Image-grounded pointing data:
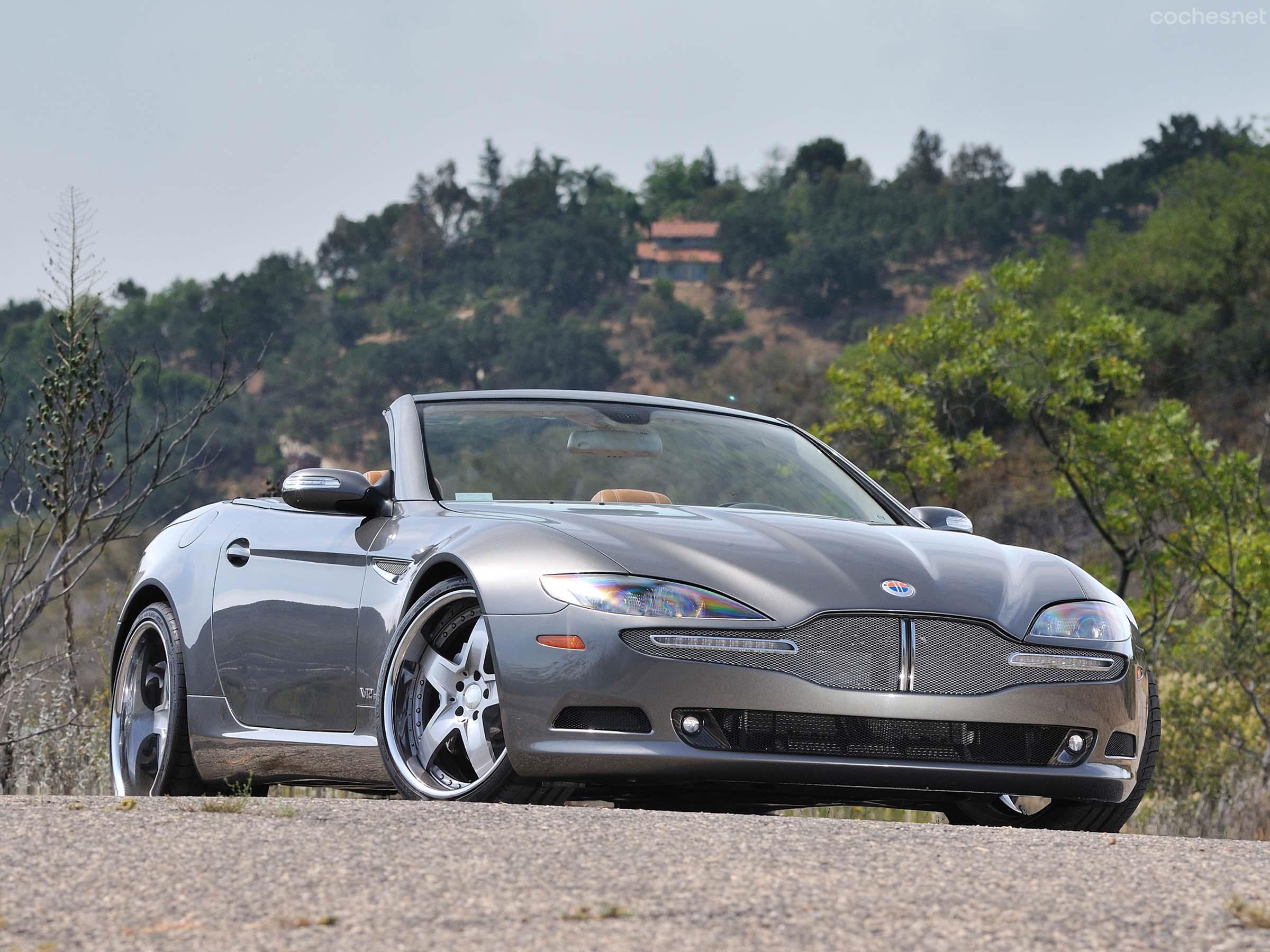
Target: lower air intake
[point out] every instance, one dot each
(874, 738)
(1122, 744)
(619, 720)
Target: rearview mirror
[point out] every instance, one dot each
(615, 443)
(333, 492)
(939, 517)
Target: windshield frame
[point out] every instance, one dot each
(896, 509)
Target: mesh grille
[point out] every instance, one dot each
(627, 720)
(959, 658)
(836, 651)
(883, 738)
(1122, 744)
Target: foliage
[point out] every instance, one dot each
(1185, 518)
(915, 401)
(86, 466)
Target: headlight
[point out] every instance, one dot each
(628, 594)
(1087, 621)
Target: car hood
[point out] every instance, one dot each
(792, 566)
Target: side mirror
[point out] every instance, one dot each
(334, 492)
(939, 517)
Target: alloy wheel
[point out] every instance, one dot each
(140, 712)
(441, 705)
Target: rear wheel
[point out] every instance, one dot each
(439, 714)
(1037, 813)
(149, 742)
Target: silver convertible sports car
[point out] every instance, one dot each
(551, 596)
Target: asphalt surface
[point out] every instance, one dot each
(378, 875)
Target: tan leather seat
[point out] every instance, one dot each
(630, 496)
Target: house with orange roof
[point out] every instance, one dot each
(680, 251)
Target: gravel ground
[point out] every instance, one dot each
(370, 875)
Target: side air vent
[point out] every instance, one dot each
(1122, 744)
(618, 720)
(392, 569)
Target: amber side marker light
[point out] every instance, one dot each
(569, 642)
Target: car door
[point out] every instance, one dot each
(285, 607)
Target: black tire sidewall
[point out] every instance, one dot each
(500, 777)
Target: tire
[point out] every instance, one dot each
(1070, 816)
(150, 752)
(437, 715)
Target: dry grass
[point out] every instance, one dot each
(588, 914)
(223, 805)
(1249, 914)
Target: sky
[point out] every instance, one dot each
(210, 135)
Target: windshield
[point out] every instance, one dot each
(572, 452)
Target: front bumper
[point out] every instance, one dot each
(538, 682)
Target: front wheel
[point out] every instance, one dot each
(1036, 813)
(149, 743)
(439, 714)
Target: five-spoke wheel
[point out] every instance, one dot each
(439, 700)
(149, 747)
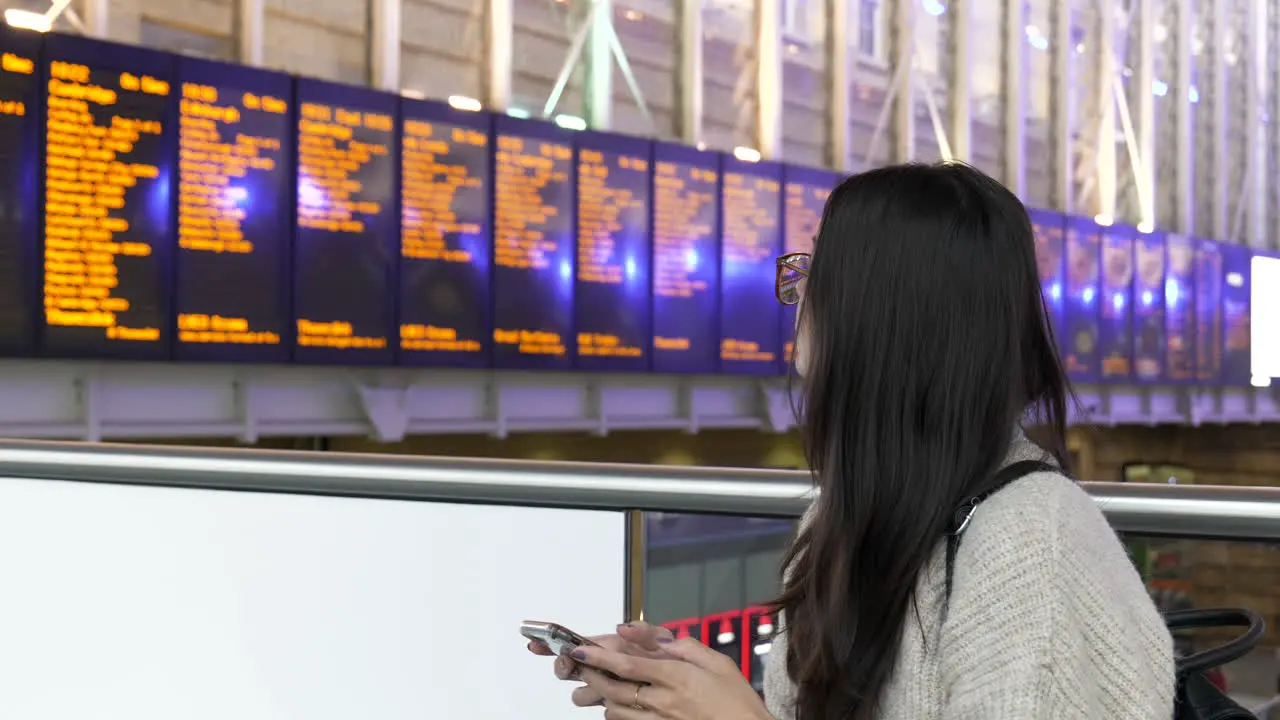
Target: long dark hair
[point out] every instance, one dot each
(926, 342)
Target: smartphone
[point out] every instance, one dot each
(558, 638)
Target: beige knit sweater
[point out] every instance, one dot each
(1047, 619)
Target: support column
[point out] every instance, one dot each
(250, 21)
(1144, 174)
(959, 89)
(904, 68)
(1184, 123)
(97, 18)
(1106, 135)
(1015, 96)
(768, 78)
(1061, 108)
(384, 44)
(841, 26)
(1221, 174)
(598, 94)
(497, 54)
(689, 80)
(1256, 135)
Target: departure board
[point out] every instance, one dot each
(19, 180)
(750, 242)
(1208, 311)
(685, 259)
(533, 245)
(1235, 315)
(108, 203)
(234, 217)
(347, 229)
(612, 317)
(446, 192)
(805, 194)
(1148, 309)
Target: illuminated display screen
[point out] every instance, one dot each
(1115, 333)
(533, 245)
(1050, 256)
(1080, 311)
(108, 204)
(19, 180)
(231, 267)
(805, 192)
(1208, 311)
(750, 241)
(612, 291)
(1235, 315)
(444, 236)
(1180, 309)
(344, 246)
(1148, 308)
(685, 260)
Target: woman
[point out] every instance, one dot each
(923, 342)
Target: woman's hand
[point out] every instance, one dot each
(688, 682)
(640, 639)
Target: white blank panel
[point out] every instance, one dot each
(122, 602)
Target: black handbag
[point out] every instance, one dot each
(1197, 698)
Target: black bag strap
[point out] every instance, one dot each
(1216, 618)
(964, 513)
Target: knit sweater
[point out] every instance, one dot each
(1047, 619)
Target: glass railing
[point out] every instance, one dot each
(383, 570)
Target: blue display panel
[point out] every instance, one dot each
(19, 186)
(1115, 337)
(444, 254)
(533, 265)
(750, 242)
(685, 260)
(1148, 309)
(347, 224)
(1080, 311)
(1180, 309)
(613, 308)
(1208, 311)
(1051, 260)
(1235, 315)
(234, 215)
(108, 205)
(805, 192)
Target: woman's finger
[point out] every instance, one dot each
(626, 666)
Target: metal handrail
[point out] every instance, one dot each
(1191, 511)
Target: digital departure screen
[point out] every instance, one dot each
(1180, 309)
(347, 229)
(1116, 310)
(234, 224)
(1148, 308)
(612, 292)
(1208, 311)
(106, 200)
(1235, 315)
(750, 242)
(805, 192)
(444, 236)
(533, 274)
(19, 180)
(685, 259)
(1050, 260)
(1083, 260)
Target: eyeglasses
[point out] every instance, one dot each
(792, 269)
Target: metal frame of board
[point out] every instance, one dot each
(95, 401)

### TASK PROMPT
Copy the data word for word. Pictures do not go in the copy.

### EXERCISE RESPONSE
Target: lower air intake
[point out] every instance, one dot each
(874, 738)
(1122, 744)
(619, 720)
Target: rearview mirror
[point out] every instance, one dot each
(615, 443)
(333, 492)
(939, 517)
Target: windshield frame
[point out] every instance, one dot each
(896, 509)
Target: mesh grille
[point out] every instance, one dot each
(627, 720)
(959, 658)
(836, 651)
(883, 738)
(1122, 744)
Target: foliage
[point out] every instance, one dot each
(1185, 518)
(915, 401)
(86, 466)
Target: headlight
[point out] every instance, one dot each
(628, 594)
(1087, 621)
Target: car hood
[point out] every instance, one dot each
(792, 566)
Target: side mirror
[point out] every instance, one dot each
(334, 492)
(939, 517)
Target: alloy wheel
[point out] every instance, one dot each
(140, 712)
(441, 705)
Target: rear wheel
[point out] every instance, one dot each
(439, 714)
(1037, 813)
(149, 742)
Target: silver convertible sports car
[point out] every instance, one dot each
(551, 596)
Target: asphalt surface
[point out] every instance, one dot each
(378, 875)
Target: tan leather seat
[point out] every instance, one dot each
(630, 496)
Target: house with orange roof
[point out] every instance, one dot each
(680, 251)
Target: gravel ground
[point out] every instance, one dot each
(370, 875)
Target: side air vent
[point out] every instance, one dot each
(1122, 744)
(618, 720)
(392, 569)
Target: amber side marker light
[point out] every instance, one dot each
(569, 642)
Target: car door
[point out] every instance, one dot each
(285, 607)
Target: black tire sidewall
[point out] every instance, one dot each
(500, 777)
Target: tire
[point out] every instance, one dot each
(1070, 816)
(150, 752)
(437, 715)
Target: dry grass
[point out] every instance, one dot each
(588, 914)
(223, 805)
(1249, 914)
Target: sky
[point out] every instance, one dot each
(210, 135)
Target: windshield
[point out] every instance, one dot each
(572, 452)
Target: front bumper
[point out] every instance, one dot each
(538, 682)
Target: front wheel
[point out] every instance, one dot each
(1036, 813)
(149, 743)
(439, 714)
Target: five-spoke wheel
[point out] every instance, one dot each
(439, 700)
(149, 747)
Target: long dark hair
[point out] every instance, one dot each
(926, 342)
Target: smartphone
[point out] every instance, one dot each
(558, 638)
Target: beige knit sweater
[point out] every instance, one dot each
(1047, 619)
Target: support column
[point out] every instance, one dot each
(250, 21)
(1144, 174)
(959, 89)
(904, 68)
(1184, 123)
(97, 18)
(1106, 135)
(1015, 96)
(768, 78)
(1061, 108)
(384, 44)
(841, 26)
(1221, 174)
(598, 94)
(497, 54)
(689, 80)
(1256, 135)
Target: departure board
[point out] every instance, one dot each
(19, 180)
(750, 242)
(1208, 311)
(685, 259)
(533, 245)
(1235, 315)
(108, 203)
(234, 217)
(347, 229)
(612, 317)
(446, 192)
(805, 194)
(1148, 309)
Target: illuminated display screen
[point out] every instance, one dot each
(1115, 333)
(533, 245)
(1050, 256)
(1080, 311)
(108, 204)
(19, 180)
(231, 267)
(805, 192)
(1208, 311)
(750, 241)
(612, 291)
(1235, 315)
(444, 236)
(1180, 309)
(344, 246)
(1148, 308)
(685, 260)
Target: woman
[point out] every instance, one dot each
(923, 342)
Target: woman's hand
[point out] every instance, one dot each
(688, 682)
(640, 639)
Target: white blank panel
[point out] every instance, one dot each
(122, 602)
Target: black handbag
[point out] every instance, one dot each
(1197, 698)
Target: black bag strap
[point out] every instance, one dot each
(1216, 618)
(964, 513)
Target: knit sweater
[point out] every instance, one dot each
(1047, 619)
Target: glass railing
[point out] every instance, one dot each
(383, 570)
Target: blue display panel
[point out] every instance, one dot each
(19, 186)
(1115, 337)
(444, 254)
(533, 265)
(750, 242)
(685, 260)
(1148, 309)
(347, 224)
(1080, 311)
(1180, 309)
(613, 308)
(1208, 311)
(1051, 260)
(1235, 315)
(234, 215)
(108, 205)
(805, 192)
Target: woman's finger
[point out] every instance, one dot each
(626, 666)
Target: metal handrail
[point out] every instance, one dot each
(1191, 511)
Target: digital departure screen
[point out] every instance, one dot each
(1180, 309)
(347, 229)
(1116, 310)
(234, 224)
(1148, 308)
(612, 292)
(1208, 311)
(106, 200)
(1235, 315)
(750, 242)
(805, 192)
(444, 236)
(533, 274)
(19, 180)
(685, 259)
(1050, 260)
(1083, 260)
Target: eyeglasses
[point out] every instance, one dot each
(792, 269)
Target: metal frame of board
[point out] every instance, one dot each
(95, 401)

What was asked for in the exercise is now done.